Records shown:
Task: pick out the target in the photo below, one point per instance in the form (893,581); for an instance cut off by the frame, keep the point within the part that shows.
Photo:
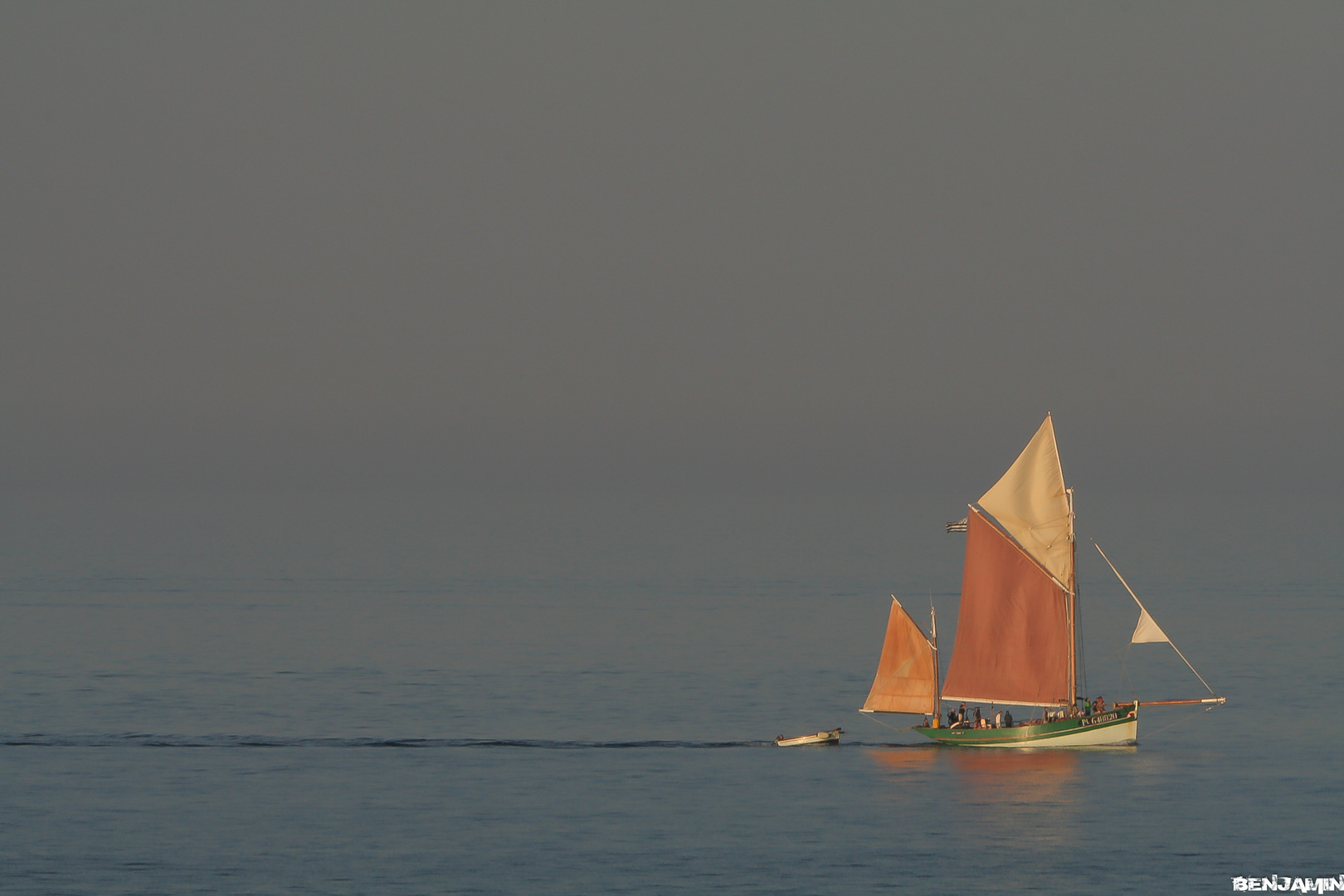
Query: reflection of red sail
(1012,631)
(906,679)
(905,758)
(1012,776)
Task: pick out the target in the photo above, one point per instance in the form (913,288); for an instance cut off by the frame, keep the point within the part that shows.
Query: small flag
(1147,631)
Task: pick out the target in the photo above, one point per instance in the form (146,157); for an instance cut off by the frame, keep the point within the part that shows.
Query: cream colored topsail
(1031,504)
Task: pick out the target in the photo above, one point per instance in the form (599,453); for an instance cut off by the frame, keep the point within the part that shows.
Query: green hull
(1118,727)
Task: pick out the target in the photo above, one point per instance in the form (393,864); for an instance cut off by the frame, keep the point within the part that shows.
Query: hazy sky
(656,246)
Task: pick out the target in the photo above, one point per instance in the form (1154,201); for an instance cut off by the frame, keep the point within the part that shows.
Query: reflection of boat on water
(1016,631)
(821,738)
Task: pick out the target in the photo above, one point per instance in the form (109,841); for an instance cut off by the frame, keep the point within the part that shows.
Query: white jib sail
(1031,504)
(1147,631)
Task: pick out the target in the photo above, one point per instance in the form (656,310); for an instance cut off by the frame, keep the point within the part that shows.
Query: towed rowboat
(806,740)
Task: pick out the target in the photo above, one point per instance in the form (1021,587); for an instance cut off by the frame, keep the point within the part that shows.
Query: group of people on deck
(958,718)
(962,718)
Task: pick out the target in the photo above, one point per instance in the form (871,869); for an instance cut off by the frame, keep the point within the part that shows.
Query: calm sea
(358,694)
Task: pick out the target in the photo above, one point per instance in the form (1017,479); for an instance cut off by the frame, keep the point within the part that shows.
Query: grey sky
(611,246)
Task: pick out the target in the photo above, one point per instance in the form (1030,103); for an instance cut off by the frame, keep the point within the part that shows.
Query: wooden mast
(1073,605)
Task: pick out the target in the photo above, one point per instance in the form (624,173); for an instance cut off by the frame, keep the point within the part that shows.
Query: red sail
(906,680)
(1012,629)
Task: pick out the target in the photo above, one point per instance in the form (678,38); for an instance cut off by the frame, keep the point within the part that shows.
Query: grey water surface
(577,694)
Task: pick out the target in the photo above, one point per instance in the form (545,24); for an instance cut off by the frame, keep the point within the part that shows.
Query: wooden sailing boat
(1016,631)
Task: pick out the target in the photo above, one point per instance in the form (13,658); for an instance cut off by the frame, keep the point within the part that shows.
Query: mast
(937,670)
(1073,605)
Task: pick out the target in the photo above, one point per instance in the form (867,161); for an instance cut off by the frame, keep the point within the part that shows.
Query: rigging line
(869,718)
(1146,610)
(1179,722)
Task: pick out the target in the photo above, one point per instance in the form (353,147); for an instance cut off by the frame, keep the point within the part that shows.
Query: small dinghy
(806,740)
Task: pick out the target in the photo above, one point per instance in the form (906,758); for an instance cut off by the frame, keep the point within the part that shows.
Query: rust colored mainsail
(908,676)
(1014,640)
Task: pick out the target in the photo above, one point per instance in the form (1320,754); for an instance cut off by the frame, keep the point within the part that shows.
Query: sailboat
(1016,631)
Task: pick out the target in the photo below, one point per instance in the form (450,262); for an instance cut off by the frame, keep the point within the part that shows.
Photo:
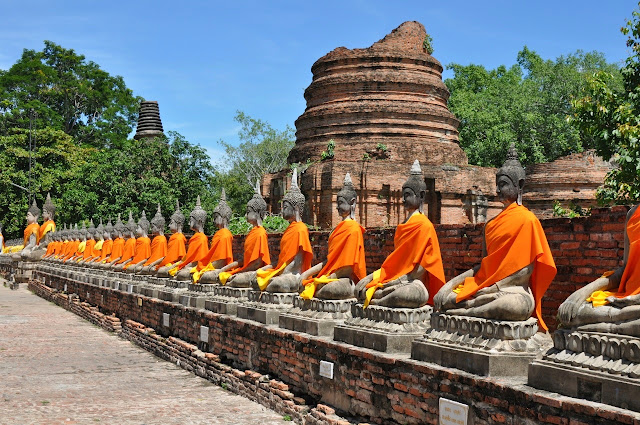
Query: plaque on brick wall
(452,412)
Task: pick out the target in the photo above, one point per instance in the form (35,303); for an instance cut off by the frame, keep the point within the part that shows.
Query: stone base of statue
(481,346)
(385,329)
(225,299)
(593,366)
(316,316)
(265,307)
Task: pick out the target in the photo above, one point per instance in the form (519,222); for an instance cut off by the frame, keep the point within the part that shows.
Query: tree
(610,116)
(527,104)
(68,93)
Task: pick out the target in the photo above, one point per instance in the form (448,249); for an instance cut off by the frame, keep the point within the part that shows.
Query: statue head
(176,220)
(222,212)
(510,179)
(197,217)
(33,213)
(48,209)
(293,200)
(347,198)
(414,189)
(157,223)
(256,207)
(143,225)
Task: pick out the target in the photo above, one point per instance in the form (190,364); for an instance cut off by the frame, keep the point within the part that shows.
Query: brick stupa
(384,107)
(149,123)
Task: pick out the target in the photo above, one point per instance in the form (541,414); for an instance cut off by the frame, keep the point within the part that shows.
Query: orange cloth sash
(158,249)
(220,249)
(346,248)
(32,229)
(415,242)
(255,247)
(175,249)
(47,226)
(514,239)
(198,247)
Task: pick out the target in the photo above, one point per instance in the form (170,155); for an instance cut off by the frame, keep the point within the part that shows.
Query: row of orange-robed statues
(509,283)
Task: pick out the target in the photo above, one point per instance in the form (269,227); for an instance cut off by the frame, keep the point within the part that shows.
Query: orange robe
(128,251)
(513,240)
(415,242)
(158,249)
(220,249)
(142,251)
(47,226)
(346,248)
(32,229)
(255,247)
(175,249)
(198,244)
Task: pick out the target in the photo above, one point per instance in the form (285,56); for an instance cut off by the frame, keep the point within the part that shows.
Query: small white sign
(326,369)
(453,413)
(204,333)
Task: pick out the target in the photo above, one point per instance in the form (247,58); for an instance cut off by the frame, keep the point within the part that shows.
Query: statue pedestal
(265,307)
(598,367)
(316,316)
(385,329)
(481,346)
(225,299)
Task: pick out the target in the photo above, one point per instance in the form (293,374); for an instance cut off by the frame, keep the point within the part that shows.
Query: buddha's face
(506,189)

Problem to work on: Copy out every one of the lines above word for word, leaving the pictures out of your copy.

Right answer:
Task: pick out the target in the photo below, one point per instance in the form (893,581); for an instance cut off by the frame, keep the point within the part that shows.
Photo:
Query: reflection of red sail
(1012,631)
(906,679)
(905,758)
(1012,776)
Task: pick out the target in the photo above, one point per instance in the form (913,288); for an instance cut off by the frame, keep the point within the part that shows.
Query: small flag
(1147,631)
Task: pick out the target in the photo above, one point per instance in the form (146,157); for an instance cut off by the frame, keep the point within the part that shows.
Query: cream colored topsail
(1031,504)
Task: pick out the target in the photo above, one point per instance in the form (599,453); for an instance cut off by the frame, keep the point within the part that shows.
Query: green hull
(1118,727)
Task: pick out the target in the photo above, one point per instance in the form (393,864); for an instance cut off by the frame, keep the point within the part that shows.
Query: hazy sky
(656,246)
Task: pick out the target in the photo above, one point per instance in the form (1154,201); for an instance cut off by the frame, keep the point within the part that shows.
Query: reflection of boat on water
(1016,631)
(821,738)
Task: pick out the target in the photo above, one point per instance in the form (109,841); for an instance cut off by the frame, keep the point within the part that shows.
Query: white jib sail
(1031,504)
(1147,631)
Task: pick out the target in the photo above, one point per instance in the form (656,310); for an instance cut off by the frame, keep the point within the part that shows.
Query: towed rowboat
(806,740)
Task: pick out the target in the photo above, one point per instance in the form (1021,587); for an instance cut off by the frame, keep the point within the part that shows.
Query: group of people on deck
(958,718)
(962,718)
Task: pick out the target in the photo above, one point per instance in the form (871,869); for an instance cut off by the frame, keep the point within the part that shows.
Query: calm sea
(358,694)
Task: pick out the target in the photo above, one point per instance in the form (1017,479); for an instance cut off by the frame, keep the point within the part that shows.
Query: grey sky
(611,246)
Task: pick out the target in the photo above, one point per instance in the form (1030,103); for an instance cut off by the frame, keep the point within the part that shows.
Query: wooden mast
(1073,605)
Task: pick out the target in the photo above, one point per instance in the form (624,173); for an instance cut off by the frame, keep the point within the part that shows.
Query: red sail
(906,680)
(1012,629)
Task: pick out the target in the photo above, one point per instance in the form (678,38); for an instance cut off by the frame, keep the point within the part that shows.
Query: grey water surface
(577,694)
Task: pick out the target in the photo above, one point per instance in the form (545,24); for an instance cut off by the frame, keep the point within the part that shows.
Query: wooden sailing boat
(1016,631)
Task: pick out the target in the photo above, one point per instance in the form (13,658); for an instance cut off by the frame, keep the point within the part that shows.
Query: mast
(937,670)
(1073,605)
Task: pick out the target in the photo above, one point per instance in the form (867,161); for an instance cut off by the frame, keep the point within the part that shows.
Query: rigging line
(869,718)
(1146,610)
(1179,722)
Task: pick out the target in the photo above, one point per instance in the form (353,147); for an instance cut off by the frame, keep the point within the part that shows.
Query: small dinghy
(806,740)
Task: pick out the target in the photo above, one point per instance in the form (906,758); for an instance cut off by the frame, keep the point within the part that shows.
Query: rust colored mainsail
(908,676)
(1014,640)
Task: pick out the target in the photo above, one point per instance in the form (1320,754); for an instance cut off by the frame, keep the point within the part that shows.
Query: sailboat
(1016,631)
Task: pick out the target in the photo below, one point per instance in the form (450,262); for an instance cut off by the frame, keep the point within the part that shows.
Photo:
Query: plaque on brick wall
(452,412)
Task: pick out the target in the photo above, one point per instance in the form (35,303); for an instance cut off by the frame, keep the point within the part that shows.
Query: stone base of statue
(481,346)
(385,329)
(225,299)
(593,366)
(316,316)
(265,307)
Task: pick out the target in the photo above, one point per instance in the form (519,222); for an instance cut off by the frame, keep the point within the part that shows.
Query: tree
(610,116)
(527,104)
(68,93)
Task: pick out the target in the photo above, one point per instance in the form (448,249); for an instance cut off by the frame, keep the point within the part that shows.
Query: statue head
(176,220)
(222,212)
(510,179)
(197,217)
(33,213)
(48,209)
(293,200)
(347,198)
(414,189)
(157,223)
(256,207)
(143,225)
Task: pick out the target in the photo above, one point per instance in the form (190,364); for an instance cut off by the frame, keep the point within the part that shows.
Query: brick stupa
(384,107)
(149,123)
Task: pick out the target in the photo above, one point per instance in the form (541,414); for an instance cut off by the frame, keep the point within the part that shows.
Query: orange cloth sash
(158,249)
(220,249)
(346,248)
(32,229)
(415,242)
(255,247)
(175,249)
(47,226)
(514,239)
(198,247)
Task: pick out the target in the photo above, one point per instance in the form (170,155); for an instance cut off by the frame, keep the point within the part that shows.
Query: row of orange-robed statues
(509,283)
Task: pick out the target in the photo above, one point per instance in the form (269,227); for an instance cut off by the frame, keep the point within the part that shows.
Query: orange robe
(128,251)
(513,240)
(415,242)
(158,249)
(220,249)
(142,251)
(47,226)
(346,248)
(32,229)
(255,247)
(175,249)
(198,244)
Task: pick out the target in the photo above, one point per instance in the form (285,56); for an instance cut off by the frame, keep the point within the part that shows.
Query: small white sign
(326,369)
(453,413)
(204,333)
Task: pick out the target in the photo above, one point per instance in the form (247,58); for an instance cut off by the frame, keep the point within the part that shows.
Query: statue pedestal
(265,307)
(598,367)
(316,316)
(385,329)
(481,346)
(225,299)
Task: pick out the target in the photo above, one point per instance in the form (293,374); for an instance cut off by the frame, keep the point within the part that shows.
Query: buddha's face
(506,189)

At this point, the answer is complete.